[Text passage]
I've noticed that cable news channels always seem to be able to find an "expert" in any given subject. But how do you go about locating an expert in a niche field like desert survival, or explosive footwear, or stellar cartography?
Then it occurred to me: You don't have to locate them; they locate you. Experts, by definition, have the highest level of knowledge in a particular field. So it stands to reason that only an expert knows enough to evaluate his own expertise.
Typically it seems I encounter an expert when I least think that I need one. And after all, who would know better than they that I need their help? I don't have to ask for advice, because they know when to give it.
Most recently aid has come to me in the form of unsolicited evaluation and advice about a relationship. This has been a very liberating development. While it is true that these experts don't know the intimate details of my life (in some cases not even the non-intimate details), it is intuitively obvious that relationships are highly subjective, and therefore largely independent of facts. All you need to know about someone else's romance you can easily gather through casual interaction, because it is indisputable that a relationship appears from the outside exactly as it truly is on the inside.
[/Text passage]
[Information]
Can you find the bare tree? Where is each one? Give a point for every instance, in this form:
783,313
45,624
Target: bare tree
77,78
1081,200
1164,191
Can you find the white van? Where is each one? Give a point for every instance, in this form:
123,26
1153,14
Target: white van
[/Information]
**Actions to take**.
A. In the passage on experts, which three niche fields does the writer give as examples?
B. Rewrite the passage on experts from "Typically it seems" up to and including "on the inside.", putting "guidance" in place of "advice".

**Results of the exercise**.
A. Desert survival, explosive footwear, and stellar cartography.

B.
Typically it seems I encounter an expert when I least think that I need one. And after all, who would know better than they that I need their help? I don't have to ask for guidance, because they know when to give it.
Most recently aid has come to me in the form of unsolicited evaluation and guidance about a relationship. This has been a very liberating development. While it is true that these experts don't know the intimate details of my life (in some cases not even the non-intimate details), it is intuitively obvious that relationships are highly subjective, and therefore largely independent of facts. All you need to know about someone else's romance you can easily gather through casual interaction, because it is indisputable that a relationship appears from the outside exactly as it truly is on the inside.